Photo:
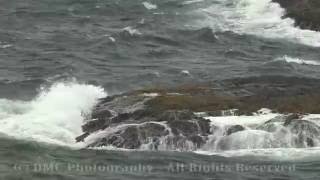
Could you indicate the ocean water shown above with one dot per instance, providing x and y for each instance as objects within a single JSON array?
[{"x": 58, "y": 57}]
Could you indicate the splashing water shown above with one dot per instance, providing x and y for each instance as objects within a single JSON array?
[{"x": 55, "y": 116}]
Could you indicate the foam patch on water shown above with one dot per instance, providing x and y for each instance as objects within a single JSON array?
[
  {"x": 149, "y": 5},
  {"x": 279, "y": 154},
  {"x": 257, "y": 17},
  {"x": 289, "y": 59},
  {"x": 55, "y": 116},
  {"x": 242, "y": 120}
]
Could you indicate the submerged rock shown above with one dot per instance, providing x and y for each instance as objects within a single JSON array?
[
  {"x": 306, "y": 13},
  {"x": 234, "y": 129},
  {"x": 307, "y": 132},
  {"x": 166, "y": 119}
]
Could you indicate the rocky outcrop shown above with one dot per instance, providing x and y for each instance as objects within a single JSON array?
[
  {"x": 306, "y": 13},
  {"x": 166, "y": 118}
]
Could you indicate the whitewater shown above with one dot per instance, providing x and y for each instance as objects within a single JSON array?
[{"x": 262, "y": 18}]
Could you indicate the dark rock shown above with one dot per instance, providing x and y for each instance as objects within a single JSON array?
[
  {"x": 94, "y": 125},
  {"x": 306, "y": 132},
  {"x": 185, "y": 128},
  {"x": 291, "y": 118},
  {"x": 82, "y": 137},
  {"x": 204, "y": 126},
  {"x": 234, "y": 129},
  {"x": 173, "y": 115},
  {"x": 152, "y": 130},
  {"x": 101, "y": 114}
]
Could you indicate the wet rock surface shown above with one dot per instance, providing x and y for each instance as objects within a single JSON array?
[
  {"x": 173, "y": 118},
  {"x": 306, "y": 13}
]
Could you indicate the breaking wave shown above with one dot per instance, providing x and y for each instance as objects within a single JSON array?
[{"x": 54, "y": 116}]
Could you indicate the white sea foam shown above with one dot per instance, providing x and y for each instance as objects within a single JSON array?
[
  {"x": 289, "y": 59},
  {"x": 149, "y": 5},
  {"x": 132, "y": 31},
  {"x": 55, "y": 116},
  {"x": 256, "y": 17},
  {"x": 191, "y": 2}
]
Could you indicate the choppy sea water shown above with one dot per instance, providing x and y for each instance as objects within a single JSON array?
[{"x": 58, "y": 57}]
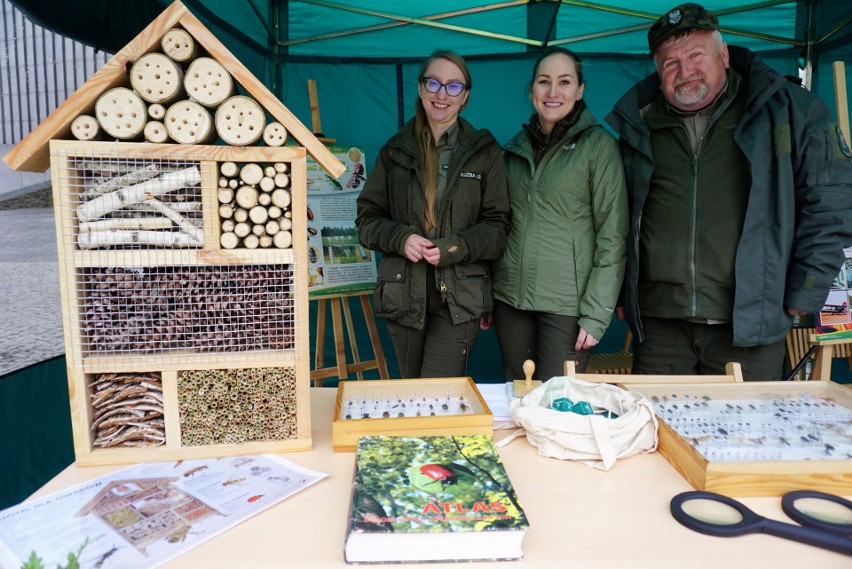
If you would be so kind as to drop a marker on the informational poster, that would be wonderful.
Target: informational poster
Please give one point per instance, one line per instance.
(337, 263)
(834, 320)
(142, 516)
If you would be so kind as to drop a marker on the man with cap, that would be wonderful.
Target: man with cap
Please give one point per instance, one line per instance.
(741, 203)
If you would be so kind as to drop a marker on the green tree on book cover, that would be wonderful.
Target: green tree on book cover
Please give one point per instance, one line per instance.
(433, 484)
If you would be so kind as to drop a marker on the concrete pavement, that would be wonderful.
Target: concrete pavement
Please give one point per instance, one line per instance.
(30, 308)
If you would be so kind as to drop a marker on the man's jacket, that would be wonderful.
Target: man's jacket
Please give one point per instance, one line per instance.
(799, 211)
(473, 216)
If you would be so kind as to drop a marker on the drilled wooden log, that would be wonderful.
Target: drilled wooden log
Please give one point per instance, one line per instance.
(111, 184)
(121, 113)
(208, 82)
(157, 78)
(86, 127)
(124, 197)
(178, 45)
(274, 134)
(187, 122)
(155, 132)
(240, 121)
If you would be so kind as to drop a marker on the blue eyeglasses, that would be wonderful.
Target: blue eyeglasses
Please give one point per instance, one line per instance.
(453, 88)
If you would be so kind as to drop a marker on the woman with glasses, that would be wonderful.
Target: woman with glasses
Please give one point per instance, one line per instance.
(557, 283)
(435, 206)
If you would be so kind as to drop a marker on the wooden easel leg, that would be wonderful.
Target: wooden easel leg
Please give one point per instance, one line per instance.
(339, 342)
(319, 356)
(370, 319)
(350, 329)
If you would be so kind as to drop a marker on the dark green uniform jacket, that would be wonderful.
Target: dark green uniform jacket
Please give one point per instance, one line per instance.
(566, 251)
(799, 212)
(474, 215)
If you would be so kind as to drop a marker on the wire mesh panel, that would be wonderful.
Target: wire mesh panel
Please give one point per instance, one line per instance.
(184, 288)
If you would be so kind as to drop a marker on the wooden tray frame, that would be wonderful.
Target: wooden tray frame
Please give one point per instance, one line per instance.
(72, 259)
(346, 432)
(756, 478)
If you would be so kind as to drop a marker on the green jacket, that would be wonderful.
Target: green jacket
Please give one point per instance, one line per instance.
(474, 215)
(566, 251)
(799, 212)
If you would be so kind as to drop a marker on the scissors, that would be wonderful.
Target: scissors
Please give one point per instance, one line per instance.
(826, 519)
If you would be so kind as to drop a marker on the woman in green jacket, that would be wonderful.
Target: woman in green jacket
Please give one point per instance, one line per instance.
(435, 206)
(557, 283)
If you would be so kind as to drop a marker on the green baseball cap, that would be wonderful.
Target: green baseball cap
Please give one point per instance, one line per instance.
(680, 19)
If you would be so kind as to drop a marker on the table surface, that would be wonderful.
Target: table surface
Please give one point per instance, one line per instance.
(579, 516)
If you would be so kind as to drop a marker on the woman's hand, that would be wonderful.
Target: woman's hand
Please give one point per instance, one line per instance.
(585, 341)
(414, 247)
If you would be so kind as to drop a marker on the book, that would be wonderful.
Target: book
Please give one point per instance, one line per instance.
(443, 498)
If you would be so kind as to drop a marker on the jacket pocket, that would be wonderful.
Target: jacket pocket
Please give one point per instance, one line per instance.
(473, 287)
(391, 294)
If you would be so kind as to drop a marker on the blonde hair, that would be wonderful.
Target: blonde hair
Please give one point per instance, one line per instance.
(427, 146)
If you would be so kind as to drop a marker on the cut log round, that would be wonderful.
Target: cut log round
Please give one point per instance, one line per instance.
(157, 78)
(188, 122)
(281, 198)
(251, 242)
(157, 111)
(240, 121)
(283, 239)
(246, 197)
(258, 214)
(178, 44)
(208, 82)
(86, 127)
(121, 113)
(228, 169)
(251, 174)
(155, 132)
(229, 240)
(275, 134)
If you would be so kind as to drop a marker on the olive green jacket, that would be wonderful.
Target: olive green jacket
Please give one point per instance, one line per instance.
(567, 249)
(474, 216)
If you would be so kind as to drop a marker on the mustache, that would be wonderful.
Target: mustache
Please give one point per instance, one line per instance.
(680, 82)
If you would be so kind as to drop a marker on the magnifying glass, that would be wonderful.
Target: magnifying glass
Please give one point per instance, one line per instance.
(826, 519)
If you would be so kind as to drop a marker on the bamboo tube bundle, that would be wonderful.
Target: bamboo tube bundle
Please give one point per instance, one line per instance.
(178, 45)
(187, 122)
(121, 113)
(208, 82)
(157, 78)
(240, 121)
(86, 127)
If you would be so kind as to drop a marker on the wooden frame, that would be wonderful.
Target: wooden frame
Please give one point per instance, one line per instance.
(346, 432)
(82, 364)
(759, 478)
(32, 154)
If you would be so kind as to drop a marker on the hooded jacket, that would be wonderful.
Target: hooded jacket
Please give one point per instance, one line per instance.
(566, 251)
(799, 212)
(473, 215)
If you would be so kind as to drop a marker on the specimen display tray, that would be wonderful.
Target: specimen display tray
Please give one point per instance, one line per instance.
(383, 401)
(763, 438)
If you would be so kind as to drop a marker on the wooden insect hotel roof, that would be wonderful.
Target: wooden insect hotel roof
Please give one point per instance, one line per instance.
(32, 153)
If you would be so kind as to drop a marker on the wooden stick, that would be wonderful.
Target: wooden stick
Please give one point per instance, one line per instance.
(140, 223)
(112, 184)
(95, 239)
(183, 223)
(124, 197)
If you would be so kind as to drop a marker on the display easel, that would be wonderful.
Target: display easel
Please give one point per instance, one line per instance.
(340, 308)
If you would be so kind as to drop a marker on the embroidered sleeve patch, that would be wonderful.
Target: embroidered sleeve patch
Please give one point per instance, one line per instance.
(782, 140)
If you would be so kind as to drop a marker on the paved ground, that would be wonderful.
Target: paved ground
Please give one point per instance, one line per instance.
(30, 309)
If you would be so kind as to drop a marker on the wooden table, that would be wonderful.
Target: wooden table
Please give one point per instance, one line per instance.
(580, 517)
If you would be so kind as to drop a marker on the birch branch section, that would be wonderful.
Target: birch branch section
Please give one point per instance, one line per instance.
(124, 197)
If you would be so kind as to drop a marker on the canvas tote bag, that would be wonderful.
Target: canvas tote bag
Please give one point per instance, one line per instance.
(592, 439)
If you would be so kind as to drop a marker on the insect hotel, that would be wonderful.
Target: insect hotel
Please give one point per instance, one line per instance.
(181, 232)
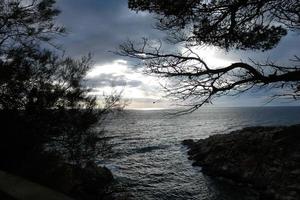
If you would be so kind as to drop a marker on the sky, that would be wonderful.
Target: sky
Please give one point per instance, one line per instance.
(100, 26)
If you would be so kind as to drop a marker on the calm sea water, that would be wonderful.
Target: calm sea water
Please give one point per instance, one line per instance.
(149, 162)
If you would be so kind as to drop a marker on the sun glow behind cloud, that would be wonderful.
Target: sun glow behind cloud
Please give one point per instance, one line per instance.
(143, 91)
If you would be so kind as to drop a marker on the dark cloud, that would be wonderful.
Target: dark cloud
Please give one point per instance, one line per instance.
(99, 26)
(104, 80)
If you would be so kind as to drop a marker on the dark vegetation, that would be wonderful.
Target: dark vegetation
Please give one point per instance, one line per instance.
(237, 24)
(47, 117)
(267, 158)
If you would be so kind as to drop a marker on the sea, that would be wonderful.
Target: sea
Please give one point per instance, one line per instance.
(149, 161)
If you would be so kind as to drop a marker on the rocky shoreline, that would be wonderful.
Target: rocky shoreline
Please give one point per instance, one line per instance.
(265, 158)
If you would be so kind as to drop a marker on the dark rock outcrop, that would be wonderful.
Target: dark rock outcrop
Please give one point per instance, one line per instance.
(266, 158)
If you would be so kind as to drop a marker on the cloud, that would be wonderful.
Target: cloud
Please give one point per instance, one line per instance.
(101, 26)
(107, 80)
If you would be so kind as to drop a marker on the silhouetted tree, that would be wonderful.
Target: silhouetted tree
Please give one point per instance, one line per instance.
(44, 103)
(236, 24)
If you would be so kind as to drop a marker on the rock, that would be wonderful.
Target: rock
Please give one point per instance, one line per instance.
(264, 157)
(189, 143)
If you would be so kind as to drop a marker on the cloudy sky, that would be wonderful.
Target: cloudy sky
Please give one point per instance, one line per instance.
(99, 26)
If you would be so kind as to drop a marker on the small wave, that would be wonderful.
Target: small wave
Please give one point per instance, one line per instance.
(150, 149)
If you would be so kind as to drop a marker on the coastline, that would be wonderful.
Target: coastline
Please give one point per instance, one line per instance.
(264, 158)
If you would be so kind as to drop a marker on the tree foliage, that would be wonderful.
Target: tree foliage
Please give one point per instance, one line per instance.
(236, 24)
(45, 107)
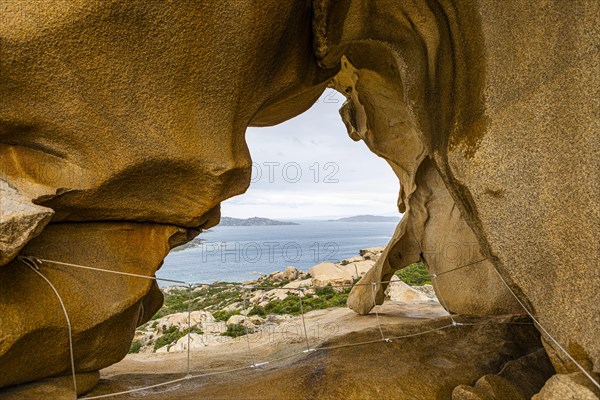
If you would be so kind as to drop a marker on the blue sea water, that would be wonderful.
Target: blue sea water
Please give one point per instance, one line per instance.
(238, 253)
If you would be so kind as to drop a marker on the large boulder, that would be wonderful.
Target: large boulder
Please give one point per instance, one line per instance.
(124, 122)
(103, 308)
(487, 112)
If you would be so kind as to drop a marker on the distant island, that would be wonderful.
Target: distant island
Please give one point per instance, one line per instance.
(367, 218)
(254, 221)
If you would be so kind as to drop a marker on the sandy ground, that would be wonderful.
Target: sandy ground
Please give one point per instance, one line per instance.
(351, 363)
(286, 340)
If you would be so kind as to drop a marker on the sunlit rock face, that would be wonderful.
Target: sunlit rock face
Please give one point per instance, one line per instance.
(122, 126)
(494, 106)
(122, 123)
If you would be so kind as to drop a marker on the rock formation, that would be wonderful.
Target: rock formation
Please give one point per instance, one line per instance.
(122, 129)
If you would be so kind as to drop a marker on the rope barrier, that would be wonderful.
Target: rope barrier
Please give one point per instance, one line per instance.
(35, 269)
(189, 335)
(373, 286)
(587, 374)
(33, 263)
(304, 325)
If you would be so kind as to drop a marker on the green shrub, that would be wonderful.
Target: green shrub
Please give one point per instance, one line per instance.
(169, 337)
(136, 345)
(235, 330)
(224, 315)
(258, 310)
(415, 274)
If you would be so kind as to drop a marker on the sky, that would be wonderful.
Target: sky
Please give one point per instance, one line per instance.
(309, 168)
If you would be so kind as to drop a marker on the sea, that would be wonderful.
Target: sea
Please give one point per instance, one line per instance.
(239, 253)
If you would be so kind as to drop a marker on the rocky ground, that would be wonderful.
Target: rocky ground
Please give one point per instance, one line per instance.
(221, 312)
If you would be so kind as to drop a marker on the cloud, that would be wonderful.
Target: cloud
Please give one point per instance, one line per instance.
(308, 166)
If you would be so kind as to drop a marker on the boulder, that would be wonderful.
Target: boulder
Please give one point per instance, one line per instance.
(574, 386)
(99, 304)
(20, 221)
(289, 274)
(401, 292)
(298, 284)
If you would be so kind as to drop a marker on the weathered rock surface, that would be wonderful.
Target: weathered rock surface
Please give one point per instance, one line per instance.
(400, 291)
(574, 386)
(103, 308)
(418, 368)
(136, 112)
(519, 379)
(60, 388)
(20, 220)
(491, 130)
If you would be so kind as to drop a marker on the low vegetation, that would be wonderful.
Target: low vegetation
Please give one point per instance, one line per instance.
(415, 274)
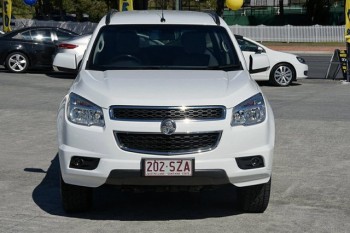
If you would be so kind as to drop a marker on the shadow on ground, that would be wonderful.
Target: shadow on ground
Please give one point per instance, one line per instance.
(112, 204)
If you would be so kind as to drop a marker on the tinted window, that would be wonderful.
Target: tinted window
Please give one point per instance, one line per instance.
(163, 47)
(23, 36)
(63, 35)
(247, 45)
(41, 35)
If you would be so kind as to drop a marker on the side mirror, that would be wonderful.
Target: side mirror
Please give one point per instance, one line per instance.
(258, 63)
(260, 50)
(65, 62)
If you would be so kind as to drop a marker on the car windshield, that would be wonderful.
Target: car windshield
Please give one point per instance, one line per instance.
(163, 47)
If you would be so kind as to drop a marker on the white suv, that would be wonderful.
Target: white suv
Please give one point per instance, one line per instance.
(164, 100)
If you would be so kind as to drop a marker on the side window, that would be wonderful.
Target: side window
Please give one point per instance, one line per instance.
(41, 35)
(247, 46)
(26, 35)
(62, 35)
(23, 36)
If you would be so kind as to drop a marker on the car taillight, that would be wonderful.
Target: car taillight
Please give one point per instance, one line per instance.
(67, 46)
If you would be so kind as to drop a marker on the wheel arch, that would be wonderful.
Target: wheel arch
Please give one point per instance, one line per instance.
(287, 63)
(20, 51)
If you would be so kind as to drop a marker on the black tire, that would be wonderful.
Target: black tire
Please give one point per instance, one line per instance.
(17, 62)
(75, 198)
(282, 75)
(254, 199)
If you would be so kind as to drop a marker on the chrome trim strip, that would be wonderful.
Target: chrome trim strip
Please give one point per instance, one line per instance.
(111, 108)
(181, 152)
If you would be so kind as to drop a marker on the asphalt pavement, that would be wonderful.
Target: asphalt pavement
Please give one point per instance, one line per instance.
(310, 183)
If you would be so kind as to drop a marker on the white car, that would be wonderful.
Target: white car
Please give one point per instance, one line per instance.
(284, 67)
(179, 114)
(75, 46)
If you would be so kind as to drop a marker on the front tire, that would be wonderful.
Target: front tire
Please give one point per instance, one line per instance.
(75, 198)
(282, 75)
(254, 199)
(17, 62)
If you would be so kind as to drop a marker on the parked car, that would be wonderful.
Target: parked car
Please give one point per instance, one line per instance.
(181, 113)
(31, 47)
(284, 67)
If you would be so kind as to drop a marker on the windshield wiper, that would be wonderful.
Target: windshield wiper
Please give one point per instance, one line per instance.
(225, 67)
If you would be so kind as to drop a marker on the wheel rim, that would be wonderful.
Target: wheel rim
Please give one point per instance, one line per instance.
(17, 62)
(283, 75)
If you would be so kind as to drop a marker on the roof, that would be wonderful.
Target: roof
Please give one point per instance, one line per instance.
(170, 16)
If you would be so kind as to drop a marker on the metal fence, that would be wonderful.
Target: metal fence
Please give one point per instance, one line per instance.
(288, 33)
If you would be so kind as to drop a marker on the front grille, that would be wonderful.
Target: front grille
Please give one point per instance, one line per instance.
(159, 113)
(167, 144)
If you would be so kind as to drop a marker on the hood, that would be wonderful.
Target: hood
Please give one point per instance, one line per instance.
(164, 87)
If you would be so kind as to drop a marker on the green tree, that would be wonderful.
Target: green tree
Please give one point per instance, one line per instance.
(318, 11)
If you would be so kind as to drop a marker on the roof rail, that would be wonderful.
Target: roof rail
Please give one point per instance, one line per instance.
(215, 17)
(109, 15)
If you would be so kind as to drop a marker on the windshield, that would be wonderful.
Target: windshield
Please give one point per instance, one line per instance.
(163, 47)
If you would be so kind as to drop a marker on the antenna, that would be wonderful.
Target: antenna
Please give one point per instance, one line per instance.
(109, 15)
(162, 19)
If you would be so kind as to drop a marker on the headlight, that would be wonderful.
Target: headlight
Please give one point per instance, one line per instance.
(301, 60)
(250, 112)
(83, 112)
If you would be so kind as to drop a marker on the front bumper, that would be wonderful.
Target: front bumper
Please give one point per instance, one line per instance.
(120, 167)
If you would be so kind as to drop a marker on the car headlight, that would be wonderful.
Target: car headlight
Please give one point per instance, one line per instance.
(301, 60)
(250, 112)
(83, 112)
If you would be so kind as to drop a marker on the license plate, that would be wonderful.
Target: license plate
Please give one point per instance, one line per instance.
(168, 167)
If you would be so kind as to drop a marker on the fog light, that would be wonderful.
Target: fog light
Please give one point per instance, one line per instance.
(250, 162)
(84, 163)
-- -- --
* **What you should do**
Your task is to copy every line in the entries that holds the string "blue".

* **Response below**
If you would be so kind as to drop a marker on the blue eyeglasses, that would be wonderful.
Target: blue eyeglasses
If you would be so kind as to drop a marker on the blue sea water, that would be wonderful.
Target: blue sea water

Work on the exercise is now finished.